San Diego Chargers v Denver Broncos

Our final offensive position group to review is the wide receivers. We previously looked at quarterbacks, running backs, tight ends, and offensive linemen. So far, the consensus is that every single one of those position groups projects as better than last year’s offering. So, let’s check out the receivers.

Wide Receivers

  • Rasheed Bailey
  • Dom Williams
  • Isaiah Burse
  • Travis Benjamin
  • Keenan Allen
  • Dontrelle Inman
  • Tyrell Williams
  • Javontee Herndon
  • Torrence Allen
  • DeAndre Reaves
  • James Jones

Analysis

Keenan Allen was on pace to shatter the Chargers franchise single-season reception record last year before a lacerated kidney put him on the shelf for the second half of the season. Through training camp and two preseason games, Allen looks like the same dominant playmaker that we’ve all become familiar with over the last three years. This season, he also has Ken Whisenhunt back as his offensive coordinator. Whisenhunt, as you likely remember, was the OC during Allen’s historically productive rookie campaign.

Big-ticket free agent signing Travis Benjamin brings a kind of speed to the Chargers’ offense that we have not seen in years. He stretches the field in a way that very few in the league can. He doesn’t have the most developed route tree, but what he does do, he does well. If Philip Rivers can trust him, he’ll add a very important element to the offense.

§ **Work to complete**: Summarize the wide receivers preview above in two sentences.

§ **Data listing**:
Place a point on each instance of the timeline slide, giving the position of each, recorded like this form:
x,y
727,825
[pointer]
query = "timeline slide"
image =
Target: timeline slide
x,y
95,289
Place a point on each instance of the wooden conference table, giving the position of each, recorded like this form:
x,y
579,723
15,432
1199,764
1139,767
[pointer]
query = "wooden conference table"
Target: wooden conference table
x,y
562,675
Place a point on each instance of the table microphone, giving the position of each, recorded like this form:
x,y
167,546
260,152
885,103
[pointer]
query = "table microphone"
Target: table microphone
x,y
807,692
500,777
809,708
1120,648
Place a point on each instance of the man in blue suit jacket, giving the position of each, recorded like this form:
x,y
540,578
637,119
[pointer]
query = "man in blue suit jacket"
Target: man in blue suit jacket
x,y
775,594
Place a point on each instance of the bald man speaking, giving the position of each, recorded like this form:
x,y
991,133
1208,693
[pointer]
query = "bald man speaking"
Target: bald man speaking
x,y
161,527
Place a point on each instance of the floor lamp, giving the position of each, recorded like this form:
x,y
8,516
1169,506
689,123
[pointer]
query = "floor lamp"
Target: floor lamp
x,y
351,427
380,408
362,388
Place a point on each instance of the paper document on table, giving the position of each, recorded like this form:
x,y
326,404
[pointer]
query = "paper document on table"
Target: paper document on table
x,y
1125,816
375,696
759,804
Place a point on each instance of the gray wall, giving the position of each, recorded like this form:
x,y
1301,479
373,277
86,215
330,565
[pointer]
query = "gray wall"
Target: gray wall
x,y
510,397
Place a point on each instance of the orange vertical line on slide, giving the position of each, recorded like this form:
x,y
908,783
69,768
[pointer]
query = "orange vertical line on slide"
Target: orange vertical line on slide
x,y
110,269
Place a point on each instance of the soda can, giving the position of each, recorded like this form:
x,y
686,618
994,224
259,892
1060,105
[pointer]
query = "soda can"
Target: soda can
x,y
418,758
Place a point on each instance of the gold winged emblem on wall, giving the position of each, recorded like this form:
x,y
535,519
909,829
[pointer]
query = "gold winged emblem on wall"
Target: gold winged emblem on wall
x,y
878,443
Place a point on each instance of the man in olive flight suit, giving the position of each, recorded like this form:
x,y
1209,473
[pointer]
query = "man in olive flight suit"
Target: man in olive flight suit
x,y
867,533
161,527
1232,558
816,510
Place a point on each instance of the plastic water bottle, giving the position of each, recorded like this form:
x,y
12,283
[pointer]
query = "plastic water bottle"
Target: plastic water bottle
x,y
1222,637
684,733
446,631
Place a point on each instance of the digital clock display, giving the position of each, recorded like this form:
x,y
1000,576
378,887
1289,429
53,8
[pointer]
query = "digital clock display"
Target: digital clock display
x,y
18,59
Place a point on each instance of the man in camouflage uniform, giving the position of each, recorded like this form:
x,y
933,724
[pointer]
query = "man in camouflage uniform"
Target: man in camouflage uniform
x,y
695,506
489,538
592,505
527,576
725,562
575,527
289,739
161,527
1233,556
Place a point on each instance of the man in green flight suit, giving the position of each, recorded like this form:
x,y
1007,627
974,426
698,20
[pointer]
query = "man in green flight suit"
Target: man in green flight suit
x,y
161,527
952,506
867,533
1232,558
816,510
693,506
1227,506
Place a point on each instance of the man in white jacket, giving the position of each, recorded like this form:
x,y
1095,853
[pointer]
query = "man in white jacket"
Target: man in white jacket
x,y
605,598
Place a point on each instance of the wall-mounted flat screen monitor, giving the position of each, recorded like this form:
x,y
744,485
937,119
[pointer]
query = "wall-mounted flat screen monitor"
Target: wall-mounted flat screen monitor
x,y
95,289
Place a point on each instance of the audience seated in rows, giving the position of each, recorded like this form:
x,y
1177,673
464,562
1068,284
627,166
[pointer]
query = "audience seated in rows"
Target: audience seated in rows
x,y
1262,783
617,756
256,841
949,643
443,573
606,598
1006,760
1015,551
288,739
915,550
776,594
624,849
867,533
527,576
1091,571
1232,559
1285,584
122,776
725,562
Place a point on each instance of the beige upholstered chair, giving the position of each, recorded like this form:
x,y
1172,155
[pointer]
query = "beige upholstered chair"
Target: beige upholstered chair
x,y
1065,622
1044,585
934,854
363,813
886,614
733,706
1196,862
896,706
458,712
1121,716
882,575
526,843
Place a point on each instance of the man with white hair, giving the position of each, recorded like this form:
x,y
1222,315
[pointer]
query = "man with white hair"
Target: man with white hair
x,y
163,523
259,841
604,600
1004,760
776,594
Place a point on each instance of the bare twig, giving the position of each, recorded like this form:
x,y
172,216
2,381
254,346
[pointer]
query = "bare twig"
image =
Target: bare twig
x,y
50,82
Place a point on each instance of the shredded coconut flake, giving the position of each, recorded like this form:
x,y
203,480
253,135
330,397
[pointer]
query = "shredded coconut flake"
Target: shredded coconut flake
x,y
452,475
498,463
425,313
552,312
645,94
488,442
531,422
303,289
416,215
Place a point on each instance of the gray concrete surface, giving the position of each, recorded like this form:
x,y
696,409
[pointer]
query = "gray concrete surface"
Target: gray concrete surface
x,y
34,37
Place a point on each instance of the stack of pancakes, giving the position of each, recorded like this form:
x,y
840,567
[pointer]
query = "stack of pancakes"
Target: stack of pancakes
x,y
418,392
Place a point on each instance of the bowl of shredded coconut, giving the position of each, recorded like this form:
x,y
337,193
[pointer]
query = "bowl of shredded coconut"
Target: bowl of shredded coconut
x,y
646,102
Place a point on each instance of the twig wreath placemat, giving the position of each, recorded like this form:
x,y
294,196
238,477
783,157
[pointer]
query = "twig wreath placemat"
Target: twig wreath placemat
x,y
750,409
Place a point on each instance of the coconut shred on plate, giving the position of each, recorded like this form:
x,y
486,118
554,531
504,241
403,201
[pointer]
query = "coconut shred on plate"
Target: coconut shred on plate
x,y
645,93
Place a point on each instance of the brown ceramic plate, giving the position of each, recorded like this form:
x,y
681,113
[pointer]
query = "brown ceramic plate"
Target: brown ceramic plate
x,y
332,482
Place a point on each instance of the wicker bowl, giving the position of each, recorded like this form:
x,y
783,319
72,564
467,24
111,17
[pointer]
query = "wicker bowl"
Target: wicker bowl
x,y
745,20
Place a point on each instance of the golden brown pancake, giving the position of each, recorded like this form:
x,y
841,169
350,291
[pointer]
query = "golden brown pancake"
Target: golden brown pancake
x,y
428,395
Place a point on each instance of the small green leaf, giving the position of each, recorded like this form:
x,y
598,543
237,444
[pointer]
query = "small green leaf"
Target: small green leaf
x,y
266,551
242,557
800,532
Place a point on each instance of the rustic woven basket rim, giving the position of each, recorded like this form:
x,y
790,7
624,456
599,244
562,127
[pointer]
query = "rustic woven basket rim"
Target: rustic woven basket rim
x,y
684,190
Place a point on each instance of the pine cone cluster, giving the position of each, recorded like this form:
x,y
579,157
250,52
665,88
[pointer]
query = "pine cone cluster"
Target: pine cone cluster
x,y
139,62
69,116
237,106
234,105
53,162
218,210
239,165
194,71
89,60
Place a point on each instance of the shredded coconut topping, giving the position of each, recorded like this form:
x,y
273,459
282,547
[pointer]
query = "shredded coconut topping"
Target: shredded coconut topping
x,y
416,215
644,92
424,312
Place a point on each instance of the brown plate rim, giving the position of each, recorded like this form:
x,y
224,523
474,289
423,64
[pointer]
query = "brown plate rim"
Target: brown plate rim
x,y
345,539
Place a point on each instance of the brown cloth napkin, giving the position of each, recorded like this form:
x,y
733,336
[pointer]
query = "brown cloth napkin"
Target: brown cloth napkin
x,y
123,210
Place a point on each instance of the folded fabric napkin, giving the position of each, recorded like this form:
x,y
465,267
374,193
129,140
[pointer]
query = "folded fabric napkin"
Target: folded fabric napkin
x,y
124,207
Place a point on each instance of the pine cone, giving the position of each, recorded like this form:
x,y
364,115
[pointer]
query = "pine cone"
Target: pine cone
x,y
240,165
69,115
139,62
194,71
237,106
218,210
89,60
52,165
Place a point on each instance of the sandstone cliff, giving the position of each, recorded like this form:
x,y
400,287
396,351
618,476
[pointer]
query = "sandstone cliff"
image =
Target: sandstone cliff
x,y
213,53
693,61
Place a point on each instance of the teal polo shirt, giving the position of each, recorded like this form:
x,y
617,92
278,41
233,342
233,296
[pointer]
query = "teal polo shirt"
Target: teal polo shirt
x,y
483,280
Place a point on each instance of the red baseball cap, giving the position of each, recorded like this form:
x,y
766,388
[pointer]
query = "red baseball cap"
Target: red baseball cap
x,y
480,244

§ **Answer to the exercise**: The preview turns to the wide receivers as the final offensive position group, after quarterbacks, running backs, tight ends, and offensive linemen, each of which projects as better than last year. It says that Keenan Allen, whose record-setting pace last season ended with a lacerated kidney, looks like the same dominant playmaker with Ken Whisenhunt back as offensive coordinator, and that free agent signing Travis Benjamin brings rare field-stretching speed even though his route tree is not the most developed.